WRITTEN EXERCISE
Copy the part of the listing that starts with the line containing "task: segment the handle rivet" and runs through the end of the listing, keeping every line unchanged.

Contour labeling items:
********
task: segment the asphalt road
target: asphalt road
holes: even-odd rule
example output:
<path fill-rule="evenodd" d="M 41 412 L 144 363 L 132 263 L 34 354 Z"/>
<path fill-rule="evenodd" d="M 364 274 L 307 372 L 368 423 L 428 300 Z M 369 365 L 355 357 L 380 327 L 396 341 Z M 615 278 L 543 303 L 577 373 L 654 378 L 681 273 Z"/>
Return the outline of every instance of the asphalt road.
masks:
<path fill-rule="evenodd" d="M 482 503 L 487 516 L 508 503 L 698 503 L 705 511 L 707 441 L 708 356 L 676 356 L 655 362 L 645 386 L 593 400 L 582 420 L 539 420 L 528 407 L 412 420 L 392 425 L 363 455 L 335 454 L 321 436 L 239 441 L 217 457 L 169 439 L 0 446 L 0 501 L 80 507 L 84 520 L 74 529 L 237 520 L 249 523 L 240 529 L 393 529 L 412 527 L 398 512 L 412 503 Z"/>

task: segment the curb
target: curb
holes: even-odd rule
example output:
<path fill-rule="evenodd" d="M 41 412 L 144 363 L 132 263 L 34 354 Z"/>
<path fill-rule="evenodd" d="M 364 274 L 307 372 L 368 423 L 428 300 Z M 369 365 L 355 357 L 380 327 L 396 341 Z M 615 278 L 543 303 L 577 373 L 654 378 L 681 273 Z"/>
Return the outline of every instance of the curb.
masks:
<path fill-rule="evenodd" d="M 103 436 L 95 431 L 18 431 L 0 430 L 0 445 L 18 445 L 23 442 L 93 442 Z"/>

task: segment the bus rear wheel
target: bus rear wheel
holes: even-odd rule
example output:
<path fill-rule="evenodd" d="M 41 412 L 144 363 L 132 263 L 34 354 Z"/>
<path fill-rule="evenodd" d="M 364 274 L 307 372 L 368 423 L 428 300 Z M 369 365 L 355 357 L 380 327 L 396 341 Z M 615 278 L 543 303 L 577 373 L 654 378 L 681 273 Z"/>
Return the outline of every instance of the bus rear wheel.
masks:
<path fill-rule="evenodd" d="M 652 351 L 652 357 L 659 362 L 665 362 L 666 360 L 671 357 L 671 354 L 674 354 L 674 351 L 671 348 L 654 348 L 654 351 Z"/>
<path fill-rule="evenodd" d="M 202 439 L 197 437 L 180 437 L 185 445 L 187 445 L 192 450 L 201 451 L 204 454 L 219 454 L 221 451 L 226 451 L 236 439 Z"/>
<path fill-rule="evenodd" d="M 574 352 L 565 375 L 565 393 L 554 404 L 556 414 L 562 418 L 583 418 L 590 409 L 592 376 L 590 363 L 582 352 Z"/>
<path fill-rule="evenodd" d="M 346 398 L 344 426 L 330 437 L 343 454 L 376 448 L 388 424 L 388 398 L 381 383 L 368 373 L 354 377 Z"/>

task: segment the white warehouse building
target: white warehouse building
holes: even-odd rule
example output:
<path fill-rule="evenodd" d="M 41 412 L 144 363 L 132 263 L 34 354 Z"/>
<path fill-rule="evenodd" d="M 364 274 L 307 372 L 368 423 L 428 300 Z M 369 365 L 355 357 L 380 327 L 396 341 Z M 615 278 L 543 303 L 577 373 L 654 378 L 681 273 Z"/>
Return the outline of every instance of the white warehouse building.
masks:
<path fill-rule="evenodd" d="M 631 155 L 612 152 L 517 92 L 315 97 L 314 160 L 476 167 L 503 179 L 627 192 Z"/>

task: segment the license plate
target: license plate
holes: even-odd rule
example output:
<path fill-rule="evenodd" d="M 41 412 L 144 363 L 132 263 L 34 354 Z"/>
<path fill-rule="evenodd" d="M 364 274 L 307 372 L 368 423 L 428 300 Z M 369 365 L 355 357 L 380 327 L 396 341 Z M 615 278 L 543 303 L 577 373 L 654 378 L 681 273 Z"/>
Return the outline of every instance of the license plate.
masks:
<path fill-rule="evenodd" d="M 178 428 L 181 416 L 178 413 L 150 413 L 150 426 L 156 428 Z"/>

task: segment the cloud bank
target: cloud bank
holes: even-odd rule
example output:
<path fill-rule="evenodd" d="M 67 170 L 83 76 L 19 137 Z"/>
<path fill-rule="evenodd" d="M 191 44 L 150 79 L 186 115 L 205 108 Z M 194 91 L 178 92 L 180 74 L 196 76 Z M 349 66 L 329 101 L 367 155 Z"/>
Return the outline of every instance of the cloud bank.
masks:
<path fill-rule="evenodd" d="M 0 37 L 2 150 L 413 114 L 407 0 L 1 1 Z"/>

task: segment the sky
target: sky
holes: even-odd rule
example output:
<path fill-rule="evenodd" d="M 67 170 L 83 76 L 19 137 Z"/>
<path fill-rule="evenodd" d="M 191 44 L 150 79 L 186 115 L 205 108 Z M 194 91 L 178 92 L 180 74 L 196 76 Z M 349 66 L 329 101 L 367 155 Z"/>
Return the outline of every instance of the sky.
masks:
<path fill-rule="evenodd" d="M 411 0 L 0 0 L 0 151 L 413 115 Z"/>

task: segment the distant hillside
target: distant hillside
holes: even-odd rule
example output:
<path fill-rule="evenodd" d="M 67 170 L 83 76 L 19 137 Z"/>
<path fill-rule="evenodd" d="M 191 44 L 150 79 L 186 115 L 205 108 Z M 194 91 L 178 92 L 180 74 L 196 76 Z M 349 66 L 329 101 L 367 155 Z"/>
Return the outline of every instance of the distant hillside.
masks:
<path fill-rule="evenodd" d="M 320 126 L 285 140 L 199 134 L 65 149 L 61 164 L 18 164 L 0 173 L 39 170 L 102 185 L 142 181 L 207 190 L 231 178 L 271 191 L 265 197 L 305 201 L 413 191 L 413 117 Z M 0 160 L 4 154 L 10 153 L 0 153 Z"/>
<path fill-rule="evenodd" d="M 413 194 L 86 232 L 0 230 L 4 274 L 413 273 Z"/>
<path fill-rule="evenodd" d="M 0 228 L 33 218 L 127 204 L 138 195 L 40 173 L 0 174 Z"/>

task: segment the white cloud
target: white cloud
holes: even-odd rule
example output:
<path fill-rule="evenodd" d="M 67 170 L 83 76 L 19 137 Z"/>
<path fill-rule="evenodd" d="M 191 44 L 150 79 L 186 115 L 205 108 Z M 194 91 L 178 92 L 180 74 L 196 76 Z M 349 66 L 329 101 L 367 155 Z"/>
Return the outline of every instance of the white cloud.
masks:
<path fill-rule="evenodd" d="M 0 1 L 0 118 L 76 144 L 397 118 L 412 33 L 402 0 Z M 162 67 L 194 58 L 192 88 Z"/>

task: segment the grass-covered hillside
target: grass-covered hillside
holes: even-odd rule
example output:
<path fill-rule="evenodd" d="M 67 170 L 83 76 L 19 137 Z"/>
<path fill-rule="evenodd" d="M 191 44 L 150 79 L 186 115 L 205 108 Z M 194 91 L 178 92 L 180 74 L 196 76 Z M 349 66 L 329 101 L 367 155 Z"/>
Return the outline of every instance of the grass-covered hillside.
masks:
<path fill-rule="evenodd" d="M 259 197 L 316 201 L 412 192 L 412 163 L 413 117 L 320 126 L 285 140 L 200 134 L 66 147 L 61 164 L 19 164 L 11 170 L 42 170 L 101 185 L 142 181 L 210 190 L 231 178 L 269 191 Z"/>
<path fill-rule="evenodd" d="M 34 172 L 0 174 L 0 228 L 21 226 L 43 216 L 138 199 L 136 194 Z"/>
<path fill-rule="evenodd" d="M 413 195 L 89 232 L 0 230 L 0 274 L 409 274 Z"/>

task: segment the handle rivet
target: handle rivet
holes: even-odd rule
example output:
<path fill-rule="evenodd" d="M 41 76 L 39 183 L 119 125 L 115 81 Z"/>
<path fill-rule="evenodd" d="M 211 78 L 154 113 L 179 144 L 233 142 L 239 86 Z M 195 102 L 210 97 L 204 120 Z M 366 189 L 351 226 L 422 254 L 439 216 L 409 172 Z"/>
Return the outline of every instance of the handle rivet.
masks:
********
EXERCISE RESPONSE
task: segment the handle rivet
target: handle rivet
holes: even-odd rule
example output:
<path fill-rule="evenodd" d="M 41 76 L 39 183 L 119 125 L 115 81 Z"/>
<path fill-rule="evenodd" d="M 211 78 L 154 113 L 179 144 L 233 142 L 239 86 Z M 195 102 L 210 97 L 204 120 Z M 366 189 L 351 226 L 422 254 L 439 216 L 409 172 Z"/>
Return the outline of every instance of the handle rivet.
masks:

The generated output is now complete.